═════ Records ═════

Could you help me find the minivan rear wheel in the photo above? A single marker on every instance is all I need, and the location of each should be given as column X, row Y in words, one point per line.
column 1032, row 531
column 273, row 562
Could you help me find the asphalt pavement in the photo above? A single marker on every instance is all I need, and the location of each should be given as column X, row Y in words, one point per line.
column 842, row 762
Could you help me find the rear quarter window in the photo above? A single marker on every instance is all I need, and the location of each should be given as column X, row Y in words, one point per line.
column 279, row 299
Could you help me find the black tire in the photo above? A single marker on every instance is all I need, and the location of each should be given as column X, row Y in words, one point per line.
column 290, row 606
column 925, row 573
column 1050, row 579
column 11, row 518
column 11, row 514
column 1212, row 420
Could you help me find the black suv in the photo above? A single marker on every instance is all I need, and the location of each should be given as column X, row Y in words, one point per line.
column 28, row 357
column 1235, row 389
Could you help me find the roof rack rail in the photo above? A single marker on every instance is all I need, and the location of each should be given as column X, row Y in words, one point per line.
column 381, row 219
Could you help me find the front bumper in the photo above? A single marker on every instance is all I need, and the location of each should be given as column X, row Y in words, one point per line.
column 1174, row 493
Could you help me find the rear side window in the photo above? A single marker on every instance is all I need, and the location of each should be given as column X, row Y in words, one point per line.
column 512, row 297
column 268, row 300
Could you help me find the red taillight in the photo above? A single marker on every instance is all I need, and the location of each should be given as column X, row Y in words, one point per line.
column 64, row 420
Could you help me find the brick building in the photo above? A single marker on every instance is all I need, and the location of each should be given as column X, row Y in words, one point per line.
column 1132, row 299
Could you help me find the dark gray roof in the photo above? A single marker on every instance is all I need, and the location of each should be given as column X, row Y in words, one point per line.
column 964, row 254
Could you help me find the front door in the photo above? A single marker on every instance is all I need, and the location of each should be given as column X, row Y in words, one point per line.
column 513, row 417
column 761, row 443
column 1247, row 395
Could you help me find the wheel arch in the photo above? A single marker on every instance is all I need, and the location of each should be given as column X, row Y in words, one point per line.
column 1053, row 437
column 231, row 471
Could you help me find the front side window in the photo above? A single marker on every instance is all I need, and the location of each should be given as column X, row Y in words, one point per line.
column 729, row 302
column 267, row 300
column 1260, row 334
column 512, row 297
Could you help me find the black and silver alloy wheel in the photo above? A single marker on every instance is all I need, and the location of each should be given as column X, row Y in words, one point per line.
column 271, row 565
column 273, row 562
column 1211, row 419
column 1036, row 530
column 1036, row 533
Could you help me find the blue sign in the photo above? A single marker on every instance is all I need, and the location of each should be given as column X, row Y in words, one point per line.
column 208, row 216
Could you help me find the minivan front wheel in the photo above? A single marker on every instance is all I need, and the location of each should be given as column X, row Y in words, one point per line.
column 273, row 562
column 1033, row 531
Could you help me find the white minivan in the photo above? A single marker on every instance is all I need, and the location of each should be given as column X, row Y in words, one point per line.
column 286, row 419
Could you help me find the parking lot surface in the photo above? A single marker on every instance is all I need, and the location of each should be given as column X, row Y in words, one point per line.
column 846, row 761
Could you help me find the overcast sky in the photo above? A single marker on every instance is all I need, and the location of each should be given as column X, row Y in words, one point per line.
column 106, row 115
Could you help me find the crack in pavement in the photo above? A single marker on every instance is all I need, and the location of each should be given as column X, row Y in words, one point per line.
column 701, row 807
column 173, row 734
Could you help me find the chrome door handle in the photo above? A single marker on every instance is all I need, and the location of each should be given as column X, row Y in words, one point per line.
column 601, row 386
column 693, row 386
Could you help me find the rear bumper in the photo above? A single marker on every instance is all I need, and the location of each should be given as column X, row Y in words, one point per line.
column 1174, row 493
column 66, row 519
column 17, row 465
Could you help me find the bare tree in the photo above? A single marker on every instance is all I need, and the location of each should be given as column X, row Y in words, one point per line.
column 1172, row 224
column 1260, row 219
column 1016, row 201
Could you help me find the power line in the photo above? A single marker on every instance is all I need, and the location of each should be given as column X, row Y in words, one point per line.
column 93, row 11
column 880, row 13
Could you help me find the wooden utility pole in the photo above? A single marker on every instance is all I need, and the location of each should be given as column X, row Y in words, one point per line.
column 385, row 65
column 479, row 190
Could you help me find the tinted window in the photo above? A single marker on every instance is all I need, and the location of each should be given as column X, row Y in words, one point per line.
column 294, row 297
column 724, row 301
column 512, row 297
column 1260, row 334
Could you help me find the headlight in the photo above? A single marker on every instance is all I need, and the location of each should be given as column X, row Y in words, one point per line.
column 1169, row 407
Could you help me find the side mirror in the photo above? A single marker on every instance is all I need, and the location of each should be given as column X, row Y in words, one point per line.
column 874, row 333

═════

Could you lay out all of the lines above as a numbered list, leaving out any blank lines?

* [Response for this exercise]:
1. Could you help me find the minivan rear wheel in the photo above? A single marker on every instance is all I need, and the location of each should be given as column X, row Y in words, one point per line.
2. column 1032, row 531
3. column 273, row 562
4. Could you help me find the asphalt pavement in the photo above? A single marker on every instance is all I need, and the location of each should be given as column X, row Y in words, one point per line.
5. column 842, row 762
6. Could you help me find the rear quarter window in the photo above? A single marker on every instance is all I need, and the location of each should be given as column X, row Y in words, one point per line.
7. column 279, row 299
8. Could you help me find the black tire in the photo above? A single marker on every instance is all I need, and the location of each should be given as column X, row Y in words, one point per line.
9. column 290, row 606
10. column 925, row 573
11. column 1050, row 579
12. column 11, row 518
13. column 11, row 514
14. column 1212, row 420
15. Could you help me find the black suv in the photo above? A single marker on every instance is all I need, and the location of each should be given as column X, row Y in words, one point per line.
16. column 28, row 357
17. column 1235, row 389
18. Could you help me find the roof rack rail in the photo above? A single marker on every instance is all I need, and the location of each should be given as column X, row Y in words, one point per line.
19. column 381, row 219
20. Could you help me find the front bumper in the photo above? A single marker on every instance is all I need, and the location of each should be given as column X, row Y in words, one point per line.
21. column 1174, row 493
22. Could you help me find the rear side window in the photo above? A single marker on every instance is all I need, and the location of each should be given as column X, row Y in words, one point per line.
23. column 512, row 297
24. column 268, row 300
25. Could you help me find the red taillight in the photo above? A single marker on every instance is all I need, and the location of each should be given as column X, row Y in words, one point per line.
26. column 64, row 420
27. Could you help me find the brick building in the photo above? A single marker on every instance is all I need, and the location of each should be given as column X, row Y in words, one point per line.
28. column 1132, row 299
29. Could you help me find the dark gray roof in the photo above? A single marker on every instance is all I need, and the location of each should be given as column X, row Y in words, one point per line.
30. column 964, row 254
31. Could you help me find the front door in the photo above? A single marker on every instance is all I need, and the location of each should be given as column X, row Y in words, one point per line.
32. column 513, row 417
33. column 761, row 443
34. column 1247, row 395
35. Could you help me find the wheel arch in the photo above? A single marker on every instance is all I need, and the location of each should be given as column X, row Y in words, one point per line.
36. column 1053, row 437
37. column 231, row 471
38. Could you help me find the front side window in the photo above? A single marker on every instance is all I need, and the location of each should be given as column X, row Y in words, one point per line.
39. column 729, row 302
40. column 267, row 300
41. column 1260, row 334
42. column 512, row 297
43. Could you help me find the black and silver alloy wheel in the photo above? A single marker on every instance is all I need, and the location of each should be given as column X, row Y in words, one point per line.
44. column 271, row 565
45. column 273, row 562
46. column 1211, row 419
47. column 1036, row 530
48. column 1036, row 533
49. Could you help me find the blue sign in the photo above? A single marker on every instance is all I need, and the location of each should be given as column X, row Y in words, one point per line.
50. column 208, row 216
51. Could you help me find the minivan front wheel in the photo above? A single marker on every instance is all I need, and the location of each should be given as column X, row Y in words, one point per line.
52. column 273, row 562
53. column 1033, row 531
54. Could you help me find the white minivan in the photo above? A single marker on every instance is all I need, and the location of each should be given as column X, row Y in words, one point per line.
55. column 286, row 419
56. Could you help me find the parking lot surface in the photo above? A single marker on every instance is all I need, and the location of each should be given as column X, row Y in words, one point per line.
57. column 846, row 761
58. Could you help me find the overcast sky in the photo above? A single marker on every instance is all I need, and the location of each should be given as column X, row Y in words, one point per line.
59. column 106, row 115
60. Could you help me find the crack in pavement in the photo above? A single marker on every instance is all I need, and the location of each should be given as column X, row Y in words, one point per line.
61. column 701, row 807
62. column 173, row 734
63. Could you help me find the chrome door handle in the photo above? A single marker on every instance is all I need, and the location of each should be given as column X, row Y in words, one point per line.
64. column 601, row 386
65. column 693, row 386
66. Could you help me find the rear bumper in the photo above? A single marker on every instance is all I need, and the location of each should be given as column X, row Y in words, one point per line.
67. column 1174, row 493
68. column 66, row 519
69. column 17, row 465
70. Could you help me find the bare tree in the photo above? A single marker on every instance is all I need, and the location of each should be given as column X, row Y in words, one point per line.
71. column 1172, row 224
72. column 1260, row 219
73. column 1016, row 201
74. Could you help me find the power line in the photo above? A single marker on every instance is all I need, and the location of each should be given as column X, row Y in words, one point per line.
75. column 93, row 11
76. column 880, row 13
77. Could you help me find the wooden utility pole in the photo above? A single marker on every instance is all I need, and the location of each should be given as column X, row Y in words, one point per line.
78. column 385, row 65
79. column 479, row 190
80. Could you help me find the tinted window in the photo above? A single marker on every instance is all I need, and the location of each should be given as column X, row Y in words, one point per line.
81. column 294, row 297
82. column 724, row 301
83. column 512, row 297
84. column 1260, row 334
85. Could you help me find the headlight in the photo above? A single marker on every instance is all I need, and the location of each should be given as column X, row Y in words, one point per line.
86. column 1169, row 407
87. Could you help me find the side mirror in the photo above? A single marker on every instance is all I need, and the location of each should be given as column X, row Y in words, one point per line.
88. column 874, row 333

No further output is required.